THE TASK = A picture-free, exact reproduction of the listing that follows is required.

-------

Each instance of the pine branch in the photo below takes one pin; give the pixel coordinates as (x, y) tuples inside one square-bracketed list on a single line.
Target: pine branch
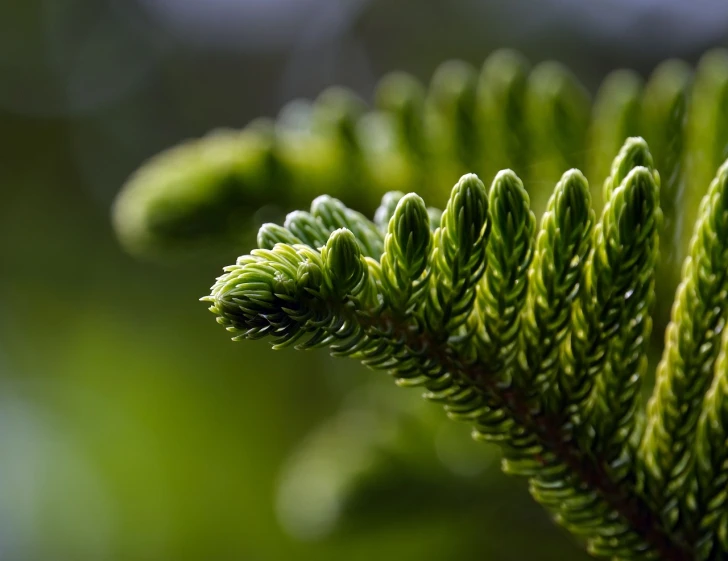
[(539, 122), (535, 335), (544, 384)]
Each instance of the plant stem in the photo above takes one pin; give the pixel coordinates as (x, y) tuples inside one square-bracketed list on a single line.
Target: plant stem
[(549, 430)]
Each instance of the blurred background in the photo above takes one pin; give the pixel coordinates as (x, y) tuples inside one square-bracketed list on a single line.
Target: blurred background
[(131, 428)]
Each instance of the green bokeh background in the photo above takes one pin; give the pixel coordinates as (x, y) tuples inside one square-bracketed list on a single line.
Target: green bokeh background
[(131, 428)]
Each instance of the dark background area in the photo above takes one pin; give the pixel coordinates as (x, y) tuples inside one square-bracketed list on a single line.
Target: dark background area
[(131, 428)]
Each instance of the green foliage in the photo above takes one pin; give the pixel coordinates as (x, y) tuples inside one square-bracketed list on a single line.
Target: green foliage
[(538, 122), (538, 333), (547, 360)]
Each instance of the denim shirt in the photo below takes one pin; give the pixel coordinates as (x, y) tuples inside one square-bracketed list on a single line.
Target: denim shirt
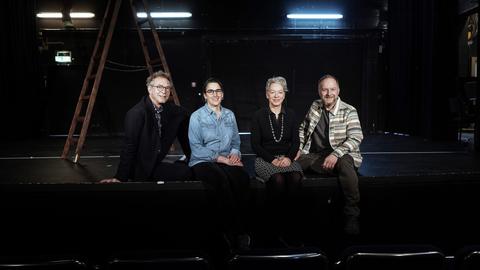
[(211, 137)]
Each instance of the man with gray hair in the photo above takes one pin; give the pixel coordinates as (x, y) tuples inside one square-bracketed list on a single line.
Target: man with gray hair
[(330, 136), (151, 127)]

-------

ANSWER SECTION =
Each instance of the pine branch in the photo below takes one pin; give the pixel coordinates as (x, y) tuples inside one square-bracketed list on a single line.
Target: pine branch
[(539, 122), (535, 335), (544, 384)]
Each instance of the plant stem in the photo above takes one pin; give the pixel coordinates as (x, y) tuples inside one square-bracketed list on a single line.
Target: plant stem
[(549, 430)]
Each instance of the blurred background in the photo above takes one pin; give the pixel coordinates as (x, y) tuples inside one square-bracketed list on a single line.
Target: blurred background
[(131, 428)]
Each instance of the green bokeh background in the photo above takes one pin; give the pixel coordinates as (x, y) tuples inside one square-bracketed list on a single line.
Target: green bokeh background
[(131, 428)]
Each instance of the dark background area in the photo above takes one pin; give the pixel coordinates as (x, y) tuples inside one square-bracketed list on a single line.
Target: dark background area
[(131, 428)]
Each instance of the green foliage in the photo above takes one pin; give the pixel coordinates as (x, y) tuples inside one square-bracketed list on a single line.
Target: green foliage
[(538, 122), (538, 333), (547, 360)]
Each instance of the denim shirt in the photo below takes one pin; give the pixel coordinates as (x, y) tuples inside one square-bracketed list on a single line.
Target: denim shirt
[(211, 137)]
Each instance of the man with gray hair in the photo above takes one pin; give the pixel coordinates as (x, y) tuples inside one square-bracketed list on a single line.
Target: man with gray hair
[(330, 136), (151, 127)]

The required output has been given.